## Задания
[1] Выпишите из текста о еде казахов фрагмент между словами "В те времена" и "сыр - курт." включительно.
[2] Как, согласно тексту о еде казахов, назывались шарики из теста, которые жарили для гостей в кипящем масле?

## Исходный текст
==========
В те времена у казахов вообще хлеб употребляли очень мало, а в бедных семьях хлеб ели едва ли не вместо печенья и конфет. Изредка они пекли лепешки, прилепив их к стенкам котла с внутренней стороны, а затем котлом накрыв горячий очаг. Если приезжали гости, то для них жарили в котле в кипящем масле шарики из теста - баурсаки. На зиму вместо муки заготавливали особо приготовленное пшено - тары. Напиток куже был в каждой юрте. Делали его так: пшеницу варили в большом количестве воды, как суп, остужали и заправляли айраном (квашеным молоком). Пили куже холодным. Летом питались кипяченым молоком, пресным или квашеным. Более состоятельные казахи заготавливали соленое мясо. В особо обработанных желудках животных хранили соленое сливочное масло. Делали и сушеный сыр - курт.
Мы набрали яблок полную телегу и к вечеру вернулись домой. Эти яблоки дома нарезали, высушили, а затем в большой казахской деревянной ступе толкли и после просеяли. Получилась яблочная мука. Когда нужно, эту муку заливали кипятком и получалось нечто вроде повидла. Его подавали к чаю, а также употребляли в качестве начинки для пирогов и пирожков. Мы несколько раз ездили в горы за яблоками.
==========
## Исходные данные
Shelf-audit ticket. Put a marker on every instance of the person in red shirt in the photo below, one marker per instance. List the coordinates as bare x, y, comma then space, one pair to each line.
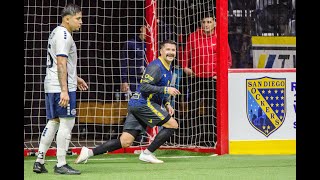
199, 61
==========
## Ответы по порядку
[1]
В те времена у казахов вообще хлеб употребляли очень мало, а в бедных семьях хлеб ели едва ли не вместо печенья и конфет. Изредка они пекли лепешки, прилепив их к стенкам котла с внутренней стороны, а затем котлом накрыв горячий очаг. Если приезжали гости, то для них жарили в котле в кипящем масле шарики из теста - баурсаки. На зиму вместо муки заготавливали особо приготовленное пшено - тары. Напиток куже был в каждой юрте. Делали его так: пшеницу варили в большом количестве воды, как суп, остужали и заправляли айраном (квашеным молоком). Пили куже холодным. Летом питались кипяченым молоком, пресным или квашеным. Более состоятельные казахи заготавливали соленое мясо. В особо обработанных желудках животных хранили соленое сливочное масло. Делали и сушеный сыр - курт.

[2] Баурсаки.